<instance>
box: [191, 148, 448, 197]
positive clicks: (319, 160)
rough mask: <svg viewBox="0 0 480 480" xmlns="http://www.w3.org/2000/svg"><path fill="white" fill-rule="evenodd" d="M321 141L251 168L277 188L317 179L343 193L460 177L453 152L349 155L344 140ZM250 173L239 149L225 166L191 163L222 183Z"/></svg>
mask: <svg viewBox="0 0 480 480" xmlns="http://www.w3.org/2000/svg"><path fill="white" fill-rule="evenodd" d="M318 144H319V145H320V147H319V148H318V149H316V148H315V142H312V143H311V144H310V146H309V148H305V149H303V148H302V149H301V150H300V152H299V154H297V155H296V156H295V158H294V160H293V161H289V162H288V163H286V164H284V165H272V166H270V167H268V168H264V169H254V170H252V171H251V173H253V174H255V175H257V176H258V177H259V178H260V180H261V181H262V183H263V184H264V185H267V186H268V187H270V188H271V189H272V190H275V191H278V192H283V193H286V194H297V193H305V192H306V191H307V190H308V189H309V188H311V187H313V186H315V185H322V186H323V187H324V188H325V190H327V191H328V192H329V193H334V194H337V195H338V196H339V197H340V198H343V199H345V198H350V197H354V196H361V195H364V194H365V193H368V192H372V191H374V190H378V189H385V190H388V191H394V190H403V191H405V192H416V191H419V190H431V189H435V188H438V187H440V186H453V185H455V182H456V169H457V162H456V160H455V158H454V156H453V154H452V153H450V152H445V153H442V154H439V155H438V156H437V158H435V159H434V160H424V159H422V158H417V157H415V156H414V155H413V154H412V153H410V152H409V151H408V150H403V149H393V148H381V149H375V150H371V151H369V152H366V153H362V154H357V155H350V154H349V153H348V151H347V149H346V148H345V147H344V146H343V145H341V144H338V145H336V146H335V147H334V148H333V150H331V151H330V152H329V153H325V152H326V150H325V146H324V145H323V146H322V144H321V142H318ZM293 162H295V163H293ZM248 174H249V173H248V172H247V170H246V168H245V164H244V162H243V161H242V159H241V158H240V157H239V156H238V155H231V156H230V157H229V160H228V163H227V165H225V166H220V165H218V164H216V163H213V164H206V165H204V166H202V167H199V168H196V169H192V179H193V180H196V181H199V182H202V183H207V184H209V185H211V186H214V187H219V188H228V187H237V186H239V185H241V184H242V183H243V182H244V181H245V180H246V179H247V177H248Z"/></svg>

### Activity
Each line above must be reproduced exactly as it stands.

### Response below
<instance>
box: [191, 148, 448, 197]
positive clicks: (319, 160)
rough mask: <svg viewBox="0 0 480 480" xmlns="http://www.w3.org/2000/svg"><path fill="white" fill-rule="evenodd" d="M321 141L251 168L277 188L317 179L343 193L460 177L453 152L349 155L344 140ZM250 173L239 149L225 166L191 163L222 183Z"/></svg>
mask: <svg viewBox="0 0 480 480" xmlns="http://www.w3.org/2000/svg"><path fill="white" fill-rule="evenodd" d="M318 144H319V145H320V147H319V148H318V149H316V148H315V142H312V143H311V144H310V146H309V148H305V149H303V148H302V149H301V150H300V152H299V154H297V155H296V156H295V158H294V160H293V161H289V162H288V163H286V164H284V165H272V166H270V167H268V168H264V169H254V170H252V171H251V173H253V174H255V175H257V176H258V177H259V178H260V180H261V181H262V183H263V184H264V185H267V186H268V187H270V188H271V189H272V190H275V191H278V192H283V193H286V194H297V193H305V192H306V191H307V190H308V189H309V188H311V187H313V186H315V185H322V186H323V187H324V188H325V190H327V191H328V192H329V193H334V194H337V195H338V196H339V197H340V198H343V199H345V198H350V197H354V196H361V195H364V194H365V193H368V192H372V191H374V190H378V189H385V190H388V191H394V190H403V191H405V192H416V191H419V190H431V189H435V188H438V187H440V186H453V185H455V182H456V169H457V162H456V160H455V158H454V156H453V154H452V153H450V152H445V153H442V154H439V155H438V156H437V158H435V159H434V160H424V159H422V158H417V157H415V156H414V155H413V154H412V153H410V152H409V151H408V150H403V149H393V148H381V149H375V150H371V151H369V152H366V153H362V154H357V155H350V154H349V153H348V151H347V149H346V148H345V147H344V146H343V145H341V144H338V145H336V146H335V147H334V148H333V150H331V151H330V152H329V153H325V152H326V150H325V146H324V145H323V146H322V144H321V142H318ZM293 162H295V163H293ZM248 174H249V173H248V172H247V170H246V168H245V164H244V162H243V161H242V159H241V158H240V157H239V156H238V155H231V156H230V157H229V160H228V163H227V165H225V166H220V165H218V164H216V163H213V164H206V165H204V166H202V167H199V168H196V169H192V179H193V180H196V181H199V182H202V183H207V184H209V185H211V186H214V187H219V188H228V187H237V186H239V185H241V184H242V183H243V182H244V181H245V180H246V179H247V177H248Z"/></svg>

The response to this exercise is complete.